PASSAGE TO READ:
** begin **
|Subject:||Re: [Discuss-gnuradio] Which blocks do you like?|
|Date:||Mon, 18 May 2015 09:52:26 +0200|
|User-agent:||Mozilla/5.0 (X11; Linux x86_64; rv:31.0) Gecko/20100101 Thunderbird/31.6.0|
I've looked about correlate_and_sync method(are you speaking about it,isn't it?)Pretty much, yeah :)
here the problem is not only data outgoing from the block,but relative tags.also because for the moment I'm not supporting tags on the flow above CUDA.If u have good idea about how manage them,feel free to speak.I don't know exactly what your blocks look like, but assuming you take a gr::sync_block and let it handle the whole CUDA thing, GNU Radio would automatically make this work.
If you instead have a block that "sends" data to the CUDA GPU (a sink from GNU Radio's perspective), and another one that "receives" data from CUDA (a source from the perspective of GNU Radio), you could simply get_tags_in_range on the sink block, take these tags, and send them as message to your source block (before you start the CUDA processing). You would then write a message handler in your source block which just takes these tags and does add_item_tag to each of them.
** end **
Could you carry on the reply about GNU Radio tags and CUDA, starting after its last sentence? The items that come next have no connection to the reply about GNU Radio tags and CUDA.

DATA SHOWN:
** begin **
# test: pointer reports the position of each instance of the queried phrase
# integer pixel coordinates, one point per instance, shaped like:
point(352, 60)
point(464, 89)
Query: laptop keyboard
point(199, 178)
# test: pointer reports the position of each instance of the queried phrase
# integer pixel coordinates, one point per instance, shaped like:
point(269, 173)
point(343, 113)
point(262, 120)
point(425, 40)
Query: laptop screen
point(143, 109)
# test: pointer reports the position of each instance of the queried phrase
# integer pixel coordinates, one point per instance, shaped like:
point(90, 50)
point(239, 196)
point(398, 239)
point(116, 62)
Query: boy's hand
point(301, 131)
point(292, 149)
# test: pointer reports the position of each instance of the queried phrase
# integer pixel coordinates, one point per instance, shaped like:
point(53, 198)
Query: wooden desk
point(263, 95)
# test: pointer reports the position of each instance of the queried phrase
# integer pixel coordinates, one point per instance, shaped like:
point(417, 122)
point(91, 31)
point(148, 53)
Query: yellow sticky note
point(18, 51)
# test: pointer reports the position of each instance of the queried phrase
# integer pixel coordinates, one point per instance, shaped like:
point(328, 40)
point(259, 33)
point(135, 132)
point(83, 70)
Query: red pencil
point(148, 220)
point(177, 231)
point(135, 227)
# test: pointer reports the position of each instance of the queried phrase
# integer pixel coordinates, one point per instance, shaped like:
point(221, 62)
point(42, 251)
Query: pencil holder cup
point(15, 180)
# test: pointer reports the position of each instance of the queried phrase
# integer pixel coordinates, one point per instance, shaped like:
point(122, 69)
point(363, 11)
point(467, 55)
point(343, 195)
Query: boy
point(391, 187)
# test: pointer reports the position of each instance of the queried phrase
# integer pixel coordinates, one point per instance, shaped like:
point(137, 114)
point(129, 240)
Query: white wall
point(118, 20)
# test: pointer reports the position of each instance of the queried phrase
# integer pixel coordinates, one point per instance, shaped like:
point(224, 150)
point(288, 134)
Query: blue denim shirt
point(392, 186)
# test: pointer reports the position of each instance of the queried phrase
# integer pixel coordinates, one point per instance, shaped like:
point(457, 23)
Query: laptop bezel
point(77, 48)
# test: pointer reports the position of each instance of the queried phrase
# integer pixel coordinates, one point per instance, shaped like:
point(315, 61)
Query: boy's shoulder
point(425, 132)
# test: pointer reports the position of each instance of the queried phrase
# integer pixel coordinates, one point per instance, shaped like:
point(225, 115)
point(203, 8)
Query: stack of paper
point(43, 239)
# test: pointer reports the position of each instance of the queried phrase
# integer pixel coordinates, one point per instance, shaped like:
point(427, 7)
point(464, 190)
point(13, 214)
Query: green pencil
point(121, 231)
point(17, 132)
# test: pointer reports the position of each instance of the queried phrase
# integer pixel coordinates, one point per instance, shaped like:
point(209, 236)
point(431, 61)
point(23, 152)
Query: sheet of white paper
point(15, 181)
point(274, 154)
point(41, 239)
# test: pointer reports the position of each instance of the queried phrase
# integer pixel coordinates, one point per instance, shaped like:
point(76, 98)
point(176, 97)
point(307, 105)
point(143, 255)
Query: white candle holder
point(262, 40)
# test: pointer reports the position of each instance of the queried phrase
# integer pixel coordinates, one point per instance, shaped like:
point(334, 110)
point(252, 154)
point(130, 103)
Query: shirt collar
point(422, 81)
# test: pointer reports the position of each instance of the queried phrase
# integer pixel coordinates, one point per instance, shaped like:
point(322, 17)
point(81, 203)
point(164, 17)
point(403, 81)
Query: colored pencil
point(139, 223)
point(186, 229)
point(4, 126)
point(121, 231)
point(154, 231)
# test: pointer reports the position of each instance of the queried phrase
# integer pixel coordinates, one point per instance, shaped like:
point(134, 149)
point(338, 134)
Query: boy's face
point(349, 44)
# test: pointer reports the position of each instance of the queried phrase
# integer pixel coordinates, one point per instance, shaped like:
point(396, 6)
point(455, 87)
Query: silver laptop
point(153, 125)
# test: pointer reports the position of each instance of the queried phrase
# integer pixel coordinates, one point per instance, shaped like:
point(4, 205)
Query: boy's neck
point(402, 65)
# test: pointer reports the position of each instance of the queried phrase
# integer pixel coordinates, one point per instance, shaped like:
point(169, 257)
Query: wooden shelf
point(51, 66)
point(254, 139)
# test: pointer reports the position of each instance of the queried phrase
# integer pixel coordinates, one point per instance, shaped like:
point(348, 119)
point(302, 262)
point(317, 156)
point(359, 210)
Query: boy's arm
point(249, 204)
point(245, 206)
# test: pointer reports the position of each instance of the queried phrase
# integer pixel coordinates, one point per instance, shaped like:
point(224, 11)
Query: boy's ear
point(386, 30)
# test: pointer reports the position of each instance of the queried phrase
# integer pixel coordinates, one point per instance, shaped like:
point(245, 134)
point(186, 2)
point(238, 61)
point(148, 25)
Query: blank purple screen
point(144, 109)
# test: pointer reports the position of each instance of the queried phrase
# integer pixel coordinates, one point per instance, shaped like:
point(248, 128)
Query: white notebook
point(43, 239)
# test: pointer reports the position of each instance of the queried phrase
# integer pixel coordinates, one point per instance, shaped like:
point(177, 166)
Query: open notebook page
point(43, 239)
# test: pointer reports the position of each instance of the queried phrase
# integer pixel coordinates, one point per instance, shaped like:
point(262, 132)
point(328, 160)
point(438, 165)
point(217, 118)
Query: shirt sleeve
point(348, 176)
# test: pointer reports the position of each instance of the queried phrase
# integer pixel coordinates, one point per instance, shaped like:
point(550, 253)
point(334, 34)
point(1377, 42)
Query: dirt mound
** end **
ANSWER TO THIS PROBLEM:
If you want to add tags by detecting things in CUDA, that'll be a bit more complicated, and sounds like your CUDA threads would need to coordinate with a lot of barriers to write the index of a tag you want to add into a specific memory position... I don't know how effective that would be compared to doing the same on a GHz CPU.
I agree, relying on the signal to limit execution of this loop feels a bit "dangerous", but I also agree that as long as your "known symbol" has a sane shape, this won't be a problem. The problem is that this is indeed a bit of a CPU-hungry bit of code, so every additional condition might slow things down; I think it should be possible to come up with a nearly-as-effective implementation that is more secure, but I can't think of one right now. Any hints?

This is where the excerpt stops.